• Task goal
Starting at the line that holds "One marker serves each instance of the conical" and stopping at the line that holds "One marker serves each instance of the crane", restate the records below word for word, with both of those lines included.

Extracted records
BEGIN

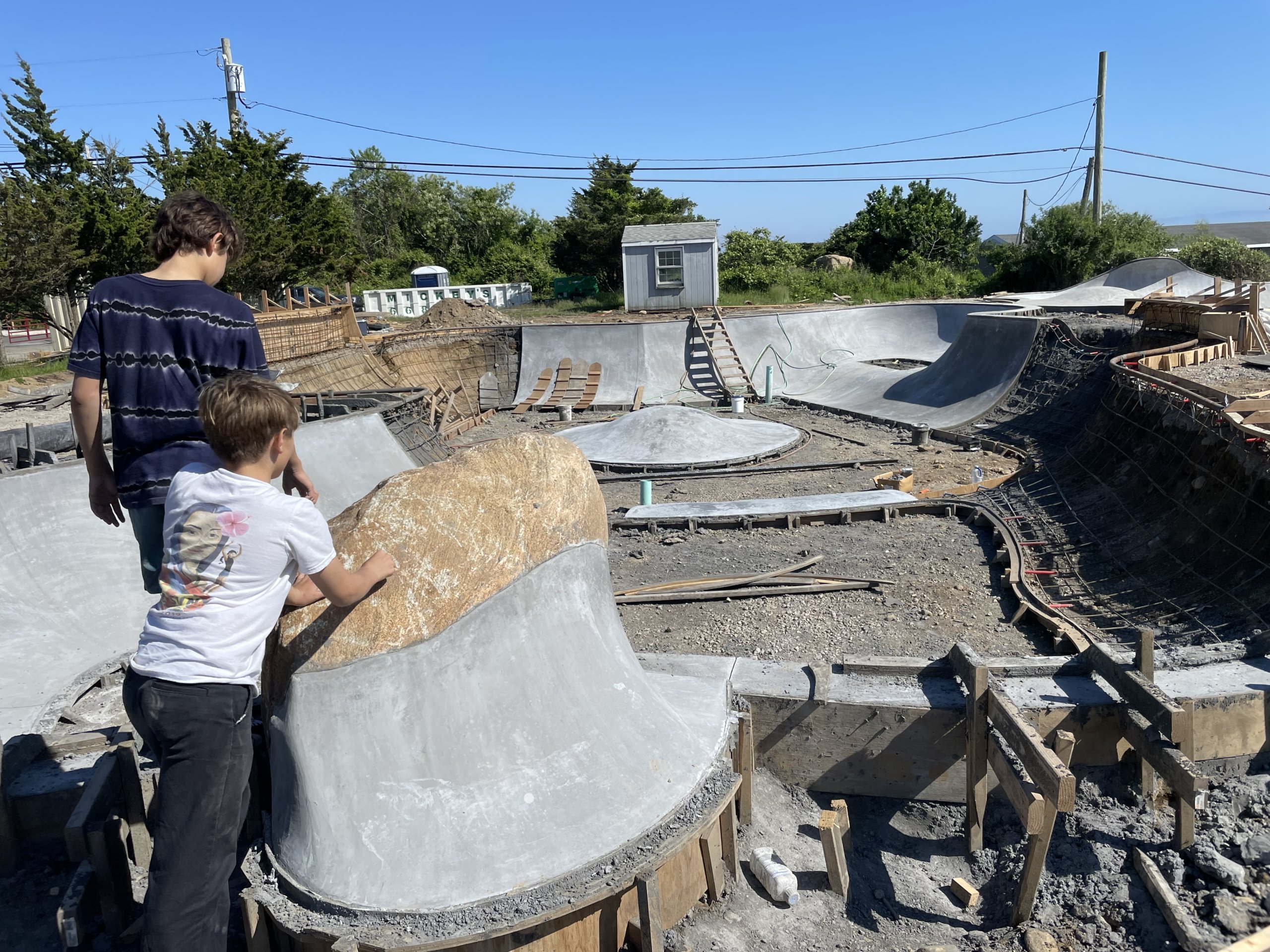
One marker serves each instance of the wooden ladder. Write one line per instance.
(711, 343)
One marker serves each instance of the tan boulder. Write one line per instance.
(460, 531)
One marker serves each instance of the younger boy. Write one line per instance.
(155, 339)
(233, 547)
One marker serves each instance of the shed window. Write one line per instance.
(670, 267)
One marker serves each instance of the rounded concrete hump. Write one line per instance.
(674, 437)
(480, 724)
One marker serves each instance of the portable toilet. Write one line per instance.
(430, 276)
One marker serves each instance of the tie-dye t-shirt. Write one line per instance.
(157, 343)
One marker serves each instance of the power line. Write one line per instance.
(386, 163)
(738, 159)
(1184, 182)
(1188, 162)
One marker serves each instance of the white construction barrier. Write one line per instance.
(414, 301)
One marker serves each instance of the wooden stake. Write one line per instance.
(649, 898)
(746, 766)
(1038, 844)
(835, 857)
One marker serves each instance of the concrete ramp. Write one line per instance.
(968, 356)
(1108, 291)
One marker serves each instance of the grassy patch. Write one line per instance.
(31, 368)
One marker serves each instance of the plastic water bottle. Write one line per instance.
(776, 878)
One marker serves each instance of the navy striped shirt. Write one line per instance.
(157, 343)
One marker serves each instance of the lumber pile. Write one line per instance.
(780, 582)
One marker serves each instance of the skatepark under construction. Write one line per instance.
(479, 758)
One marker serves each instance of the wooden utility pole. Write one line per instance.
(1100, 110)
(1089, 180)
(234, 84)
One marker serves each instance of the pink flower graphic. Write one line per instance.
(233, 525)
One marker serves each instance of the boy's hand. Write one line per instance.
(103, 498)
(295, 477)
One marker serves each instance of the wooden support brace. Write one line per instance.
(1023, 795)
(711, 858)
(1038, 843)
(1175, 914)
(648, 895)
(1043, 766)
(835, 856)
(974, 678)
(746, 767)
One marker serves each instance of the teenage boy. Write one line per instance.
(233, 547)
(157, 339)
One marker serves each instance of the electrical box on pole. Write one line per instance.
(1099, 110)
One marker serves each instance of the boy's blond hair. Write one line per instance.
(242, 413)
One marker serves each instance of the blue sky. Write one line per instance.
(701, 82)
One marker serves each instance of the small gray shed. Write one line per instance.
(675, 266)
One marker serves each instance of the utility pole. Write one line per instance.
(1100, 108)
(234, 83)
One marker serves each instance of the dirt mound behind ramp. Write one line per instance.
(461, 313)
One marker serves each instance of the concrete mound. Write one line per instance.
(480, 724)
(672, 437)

END
BEGIN

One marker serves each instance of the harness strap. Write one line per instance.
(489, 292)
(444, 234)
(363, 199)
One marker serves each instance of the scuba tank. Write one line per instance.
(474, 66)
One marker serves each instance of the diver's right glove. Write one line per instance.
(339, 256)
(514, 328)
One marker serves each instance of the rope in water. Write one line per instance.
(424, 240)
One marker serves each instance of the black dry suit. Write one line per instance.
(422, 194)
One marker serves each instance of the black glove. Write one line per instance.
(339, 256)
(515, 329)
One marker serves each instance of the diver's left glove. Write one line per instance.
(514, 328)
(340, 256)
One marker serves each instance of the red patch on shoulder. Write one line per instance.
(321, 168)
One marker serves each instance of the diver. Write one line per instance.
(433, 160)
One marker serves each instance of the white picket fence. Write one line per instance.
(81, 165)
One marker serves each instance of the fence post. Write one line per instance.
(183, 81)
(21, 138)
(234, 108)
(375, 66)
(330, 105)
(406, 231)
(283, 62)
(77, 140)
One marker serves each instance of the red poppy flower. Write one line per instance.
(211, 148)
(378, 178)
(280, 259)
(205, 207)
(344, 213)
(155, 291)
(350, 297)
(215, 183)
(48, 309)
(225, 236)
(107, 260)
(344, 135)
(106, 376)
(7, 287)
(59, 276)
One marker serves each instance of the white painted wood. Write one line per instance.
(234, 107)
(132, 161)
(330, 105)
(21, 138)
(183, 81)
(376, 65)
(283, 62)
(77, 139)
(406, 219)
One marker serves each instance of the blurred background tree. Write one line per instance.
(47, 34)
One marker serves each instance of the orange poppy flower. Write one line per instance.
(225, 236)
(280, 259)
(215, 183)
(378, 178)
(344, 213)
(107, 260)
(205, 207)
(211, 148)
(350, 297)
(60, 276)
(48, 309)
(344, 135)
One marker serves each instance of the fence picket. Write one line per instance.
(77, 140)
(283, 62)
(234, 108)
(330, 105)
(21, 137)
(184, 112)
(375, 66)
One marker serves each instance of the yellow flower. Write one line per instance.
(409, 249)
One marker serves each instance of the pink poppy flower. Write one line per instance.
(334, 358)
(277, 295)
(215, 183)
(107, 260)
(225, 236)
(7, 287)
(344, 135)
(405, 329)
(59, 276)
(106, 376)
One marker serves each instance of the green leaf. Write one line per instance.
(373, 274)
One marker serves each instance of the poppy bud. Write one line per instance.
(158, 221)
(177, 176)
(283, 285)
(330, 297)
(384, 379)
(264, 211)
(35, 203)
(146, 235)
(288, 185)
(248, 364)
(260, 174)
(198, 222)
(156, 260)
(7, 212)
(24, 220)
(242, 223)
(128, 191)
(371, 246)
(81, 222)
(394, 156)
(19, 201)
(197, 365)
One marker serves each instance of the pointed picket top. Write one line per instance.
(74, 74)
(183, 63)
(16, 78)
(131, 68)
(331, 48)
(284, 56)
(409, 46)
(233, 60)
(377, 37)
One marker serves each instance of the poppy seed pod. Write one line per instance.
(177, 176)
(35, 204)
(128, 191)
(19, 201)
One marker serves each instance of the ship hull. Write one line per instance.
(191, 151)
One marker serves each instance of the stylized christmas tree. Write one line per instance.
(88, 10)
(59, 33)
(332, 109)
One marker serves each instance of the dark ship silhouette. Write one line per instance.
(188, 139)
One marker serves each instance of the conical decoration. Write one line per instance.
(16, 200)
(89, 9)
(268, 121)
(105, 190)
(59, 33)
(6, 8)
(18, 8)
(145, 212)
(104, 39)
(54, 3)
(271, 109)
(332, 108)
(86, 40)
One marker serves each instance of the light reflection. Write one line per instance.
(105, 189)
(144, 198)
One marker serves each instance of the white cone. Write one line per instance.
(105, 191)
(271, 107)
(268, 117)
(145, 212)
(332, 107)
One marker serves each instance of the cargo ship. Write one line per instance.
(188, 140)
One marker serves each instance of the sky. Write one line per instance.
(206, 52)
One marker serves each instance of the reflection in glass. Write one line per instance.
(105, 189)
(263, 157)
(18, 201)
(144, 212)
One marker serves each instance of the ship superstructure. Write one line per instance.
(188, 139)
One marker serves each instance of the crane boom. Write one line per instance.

END

• Answer box
One marker serves each instance of the conical decoration. Write one line per instance.
(16, 200)
(89, 9)
(268, 121)
(105, 190)
(59, 33)
(6, 8)
(18, 8)
(145, 212)
(104, 39)
(54, 3)
(271, 109)
(332, 108)
(86, 40)
One marker serves each instance of the light reflection. Write one line per instance.
(105, 189)
(144, 198)
One marker serves each instance of the white cone. Write one line per instance.
(105, 191)
(271, 107)
(268, 117)
(145, 212)
(332, 107)
One marker serves each instance of the cargo ship. Write one line per instance.
(188, 140)
One marker serves each instance of the sky. Write one line per instance.
(206, 52)
One marker serves each instance of the reflection in glass. Write one line per instance.
(105, 189)
(263, 157)
(18, 201)
(144, 212)
One marker serves each instance of the ship superstructure. Write one line per instance.
(188, 139)
One marker serves each instance of the crane boom. Write one line per instance.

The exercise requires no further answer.